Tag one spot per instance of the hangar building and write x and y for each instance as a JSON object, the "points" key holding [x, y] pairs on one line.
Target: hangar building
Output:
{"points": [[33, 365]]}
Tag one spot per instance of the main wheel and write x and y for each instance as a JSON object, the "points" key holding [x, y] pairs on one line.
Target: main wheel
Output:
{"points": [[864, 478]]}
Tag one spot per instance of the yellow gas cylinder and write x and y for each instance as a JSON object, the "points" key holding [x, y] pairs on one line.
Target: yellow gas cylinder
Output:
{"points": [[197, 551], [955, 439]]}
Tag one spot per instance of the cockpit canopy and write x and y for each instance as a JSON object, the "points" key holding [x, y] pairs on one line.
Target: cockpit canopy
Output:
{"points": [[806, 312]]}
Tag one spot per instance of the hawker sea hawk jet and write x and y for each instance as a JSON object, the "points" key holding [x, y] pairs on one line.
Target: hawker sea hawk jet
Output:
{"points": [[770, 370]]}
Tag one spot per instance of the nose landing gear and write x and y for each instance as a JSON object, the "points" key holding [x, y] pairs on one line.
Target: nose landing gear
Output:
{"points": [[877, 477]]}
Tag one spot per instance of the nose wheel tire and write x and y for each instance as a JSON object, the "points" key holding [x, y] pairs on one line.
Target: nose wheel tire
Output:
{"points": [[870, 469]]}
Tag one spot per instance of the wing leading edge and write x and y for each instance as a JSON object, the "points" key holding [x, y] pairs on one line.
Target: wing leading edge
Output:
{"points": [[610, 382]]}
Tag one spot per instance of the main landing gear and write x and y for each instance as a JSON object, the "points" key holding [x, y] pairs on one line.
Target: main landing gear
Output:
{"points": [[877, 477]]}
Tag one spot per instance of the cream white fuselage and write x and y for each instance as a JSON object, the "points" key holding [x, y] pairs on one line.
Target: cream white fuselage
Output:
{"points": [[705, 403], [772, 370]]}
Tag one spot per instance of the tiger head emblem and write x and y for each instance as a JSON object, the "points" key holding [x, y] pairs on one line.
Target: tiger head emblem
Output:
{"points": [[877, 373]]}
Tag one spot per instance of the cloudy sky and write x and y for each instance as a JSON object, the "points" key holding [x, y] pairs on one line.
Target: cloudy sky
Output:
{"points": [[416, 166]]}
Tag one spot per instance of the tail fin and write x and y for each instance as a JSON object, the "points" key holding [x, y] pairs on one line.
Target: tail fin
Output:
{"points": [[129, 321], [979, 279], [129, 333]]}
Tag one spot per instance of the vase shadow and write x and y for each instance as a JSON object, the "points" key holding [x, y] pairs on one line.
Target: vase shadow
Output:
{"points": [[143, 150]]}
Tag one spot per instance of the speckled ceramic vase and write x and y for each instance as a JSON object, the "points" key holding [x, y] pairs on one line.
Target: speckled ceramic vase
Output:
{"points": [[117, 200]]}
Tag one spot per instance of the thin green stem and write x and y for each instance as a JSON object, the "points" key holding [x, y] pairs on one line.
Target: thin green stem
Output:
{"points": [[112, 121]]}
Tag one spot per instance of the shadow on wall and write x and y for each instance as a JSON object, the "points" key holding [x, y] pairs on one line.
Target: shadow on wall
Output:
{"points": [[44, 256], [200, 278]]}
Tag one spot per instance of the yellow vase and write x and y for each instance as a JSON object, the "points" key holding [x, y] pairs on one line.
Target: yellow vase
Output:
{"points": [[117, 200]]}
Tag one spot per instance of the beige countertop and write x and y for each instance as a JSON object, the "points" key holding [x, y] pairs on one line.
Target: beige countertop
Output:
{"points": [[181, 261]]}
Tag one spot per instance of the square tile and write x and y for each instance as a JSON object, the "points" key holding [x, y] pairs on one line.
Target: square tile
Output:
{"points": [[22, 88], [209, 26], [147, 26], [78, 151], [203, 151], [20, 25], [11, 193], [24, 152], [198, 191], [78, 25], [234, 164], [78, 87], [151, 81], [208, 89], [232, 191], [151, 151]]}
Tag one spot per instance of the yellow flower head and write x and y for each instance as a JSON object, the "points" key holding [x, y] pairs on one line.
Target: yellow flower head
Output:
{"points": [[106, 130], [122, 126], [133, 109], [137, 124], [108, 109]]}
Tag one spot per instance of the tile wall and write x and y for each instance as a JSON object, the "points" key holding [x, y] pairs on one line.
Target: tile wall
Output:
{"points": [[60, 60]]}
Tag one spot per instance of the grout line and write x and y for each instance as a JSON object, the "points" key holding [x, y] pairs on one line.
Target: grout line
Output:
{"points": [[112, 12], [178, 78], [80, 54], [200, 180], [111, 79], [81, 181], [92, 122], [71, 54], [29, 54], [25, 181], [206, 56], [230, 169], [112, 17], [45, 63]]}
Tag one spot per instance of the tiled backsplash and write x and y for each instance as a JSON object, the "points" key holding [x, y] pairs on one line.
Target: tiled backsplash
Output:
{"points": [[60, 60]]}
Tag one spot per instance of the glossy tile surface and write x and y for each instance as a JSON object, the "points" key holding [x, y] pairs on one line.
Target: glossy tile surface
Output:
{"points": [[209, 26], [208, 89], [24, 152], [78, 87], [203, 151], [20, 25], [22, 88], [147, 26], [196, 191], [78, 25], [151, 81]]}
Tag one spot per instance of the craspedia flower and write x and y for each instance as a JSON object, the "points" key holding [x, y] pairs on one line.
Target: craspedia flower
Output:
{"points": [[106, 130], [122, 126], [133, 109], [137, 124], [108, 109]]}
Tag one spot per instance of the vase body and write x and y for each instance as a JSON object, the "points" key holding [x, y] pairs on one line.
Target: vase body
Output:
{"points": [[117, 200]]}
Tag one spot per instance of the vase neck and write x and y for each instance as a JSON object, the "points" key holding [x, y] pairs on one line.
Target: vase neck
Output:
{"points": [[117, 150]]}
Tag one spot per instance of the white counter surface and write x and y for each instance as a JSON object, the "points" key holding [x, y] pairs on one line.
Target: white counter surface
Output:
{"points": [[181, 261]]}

· · · · ·

A faithful, word-for-word transcript of the material above is the required answer.

Tag one spot per instance of the hangar building and write x and y for each instance as a JSON object, the "points" key holding [x, y] pairs on one line.
Target: hangar building
Output:
{"points": [[33, 365]]}
Tag one spot per instance of the main wheel and write x and y for each instance as a JSON object, the "points" key holding [x, y] pairs on one line.
Target: main wheel
Output:
{"points": [[864, 478]]}
Tag one spot per instance of the yellow gas cylinder and write x and y for each instance as a JSON object, the "points" key holding [x, y] pairs on one line.
Target: yellow gas cylinder
Output:
{"points": [[197, 551], [955, 439]]}
Tag one spot per instance of the cockpit canopy and write x and y for each instance as a JSON object, the "points" key holding [x, y] pairs on one line.
Target: cockpit canopy
Output:
{"points": [[806, 312]]}
Tag one spot per instance of the hawker sea hawk jet and write x and y for each instance as a JSON object, the "points" key holding [x, y] pairs on one line.
Target: hawker sea hawk jet
Output:
{"points": [[770, 370]]}
Tag one spot per instance of the nose landing gear and write x and y for each instance as a JSON object, the "points" key holding [x, y] pairs on one line.
Target: nose landing gear
Output:
{"points": [[877, 477]]}
Tag one spot per instance of the nose wheel tire and write x and y for each instance as a JSON object, the "points" key holding [x, y] pairs on one line.
Target: nose wheel tire
Output:
{"points": [[870, 469]]}
Tag one spot per instance of the wing leading edge and write x and y for each instance as a JSON object, the "points" key holding [x, y] pairs on one line.
Target: wing leading edge
Output:
{"points": [[610, 382]]}
Tag one spot per instance of the main landing gear and write x and y for each instance as a JSON object, the "points" key holding [x, y] pairs on one line.
Target: main landing gear
Output:
{"points": [[877, 477]]}
Tag one spot per instance of the cream white fuselage and write x and y for each instance as a JSON object, the "points" key holding [x, y] pairs on one line.
Target: cream white fuselage
Output:
{"points": [[705, 403], [772, 370]]}
Tag one spot per instance of the tiger head emblem and write x and y for each instance as a JSON object, the "points" key holding [x, y] pairs on one line.
Target: tiger head emblem
Output:
{"points": [[877, 373]]}
Tag one spot per instance of the cloudy sky and write x and y for each instance as a JSON object, the "points" key holding [x, y] pairs on one line.
Target: cloudy sky
Output:
{"points": [[416, 166]]}
Tag one spot per instance of the tail fin and write x and y for each instance as a JSON object, the "points" key holding [x, y] pairs on one line.
Target: tail fin
Output:
{"points": [[129, 321], [979, 279], [129, 333]]}
Tag one spot per instance of the vase shadow and write x and y for each instance as a JSON object, the "points" key holding [x, y] pairs on one line.
Target: vase shadow
Output:
{"points": [[143, 150]]}
Tag one spot per instance of the speckled ceramic vase and write x and y for each instance as a JSON object, the "points" key holding [x, y] pairs on one line.
Target: speckled ceramic vase
Output:
{"points": [[117, 200]]}
Tag one spot per instance of the thin green stem and write x and y for each instance as a JSON object, the "points" key holding [x, y] pairs on one line.
Target: thin green stem
Output:
{"points": [[112, 121]]}
Tag one spot per instance of the shadow on wall and write x and y for each instance as a JSON object, the "points" key holding [x, y] pairs on one line.
Target: shadow on wall
Output:
{"points": [[44, 256], [200, 278]]}
Tag one spot per instance of the yellow vase and write x and y for each instance as a JSON object, the "points" key holding [x, y] pairs on one line.
Target: yellow vase
Output:
{"points": [[117, 200]]}
Tag one spot per instance of the beige countertop and write x and y for each instance as a JSON object, the "points" key holding [x, y] pairs on one line.
Target: beige countertop
Output:
{"points": [[181, 261]]}
Tag one spot per instance of the square tile and write x and y for each instance as a JSON object, the "points" key holding [x, y] pairs on one line.
Target: square tile
Output:
{"points": [[22, 88], [209, 26], [147, 26], [78, 151], [203, 151], [20, 25], [11, 193], [24, 152], [198, 191], [78, 25], [234, 164], [78, 87], [151, 81], [208, 89], [232, 191], [151, 151]]}
Tag one spot per instance of the yellow flower head and write x and y for each instance as a JSON object, the "points" key holding [x, y] pairs on one line.
Target: yellow flower head
Output:
{"points": [[106, 130], [122, 126], [133, 109], [137, 124], [108, 109]]}
Tag one spot per instance of the tile wall and write x and y for each instance as a JSON object, the "points" key holding [x, y] pairs on one line.
Target: tile wall
Output:
{"points": [[60, 60]]}
Tag one spot per instance of the grout line and write x and y for each instance as a JSON object, the "points" key holding [x, y] pairs on one line.
Target: grout line
Output:
{"points": [[112, 12], [178, 78], [80, 54], [200, 180], [111, 79], [81, 181], [92, 122], [71, 54], [29, 54], [25, 181], [206, 56], [230, 169], [112, 17], [45, 63]]}
Tag one spot per instance of the tiled backsplash and write x and y for each instance as a JSON object, the "points" key holding [x, y] pairs on one line.
Target: tiled backsplash
Output:
{"points": [[60, 60]]}
Tag one spot per instance of the glossy tile surface and write x and y for each instance as a JSON object, the "points" key holding [x, y] pairs on one line.
Target: glossy tile surface
Output:
{"points": [[209, 26], [208, 89], [24, 152], [78, 87], [203, 151], [20, 25], [22, 88], [147, 26], [196, 191], [78, 25], [151, 81]]}
Tag one spot per instance of the craspedia flower and write x and y for each instance as a JSON object, the "points" key holding [x, y] pairs on one line.
Target: craspedia flower
Output:
{"points": [[106, 130], [122, 126], [133, 109], [137, 124], [108, 109]]}
Tag one spot per instance of the vase body and write x and y for each instance as a JSON object, the "points" key holding [x, y] pairs on one line.
Target: vase body
Output:
{"points": [[117, 200]]}
Tag one spot per instance of the vase neck and write x and y for each instance as a JSON object, the "points" key holding [x, y] pairs on one line.
Target: vase neck
Output:
{"points": [[117, 150]]}
Tag one spot per instance of the white counter surface and write x and y for each instance as a JSON object, the "points" key holding [x, y] pairs on one line.
Target: white counter surface
Output:
{"points": [[181, 261]]}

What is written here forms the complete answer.